— start —

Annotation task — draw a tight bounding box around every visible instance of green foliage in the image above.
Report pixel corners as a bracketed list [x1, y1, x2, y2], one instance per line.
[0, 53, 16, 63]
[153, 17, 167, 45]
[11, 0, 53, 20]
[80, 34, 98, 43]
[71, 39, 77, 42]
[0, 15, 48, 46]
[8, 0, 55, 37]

— end —

▸ PROBLEM TO WORK ON: Reproduce the entire listing above line for line, without changing a single character.

▸ FINAL ANSWER:
Annotation task — draw a tight bounding box around every visible instance of green foliage in the image above.
Report pixel corners as a bracketed list [x1, y1, x2, y2], one instance per line.
[0, 53, 16, 63]
[153, 17, 167, 45]
[11, 0, 53, 20]
[80, 34, 98, 43]
[71, 39, 77, 42]
[0, 15, 48, 46]
[8, 0, 55, 37]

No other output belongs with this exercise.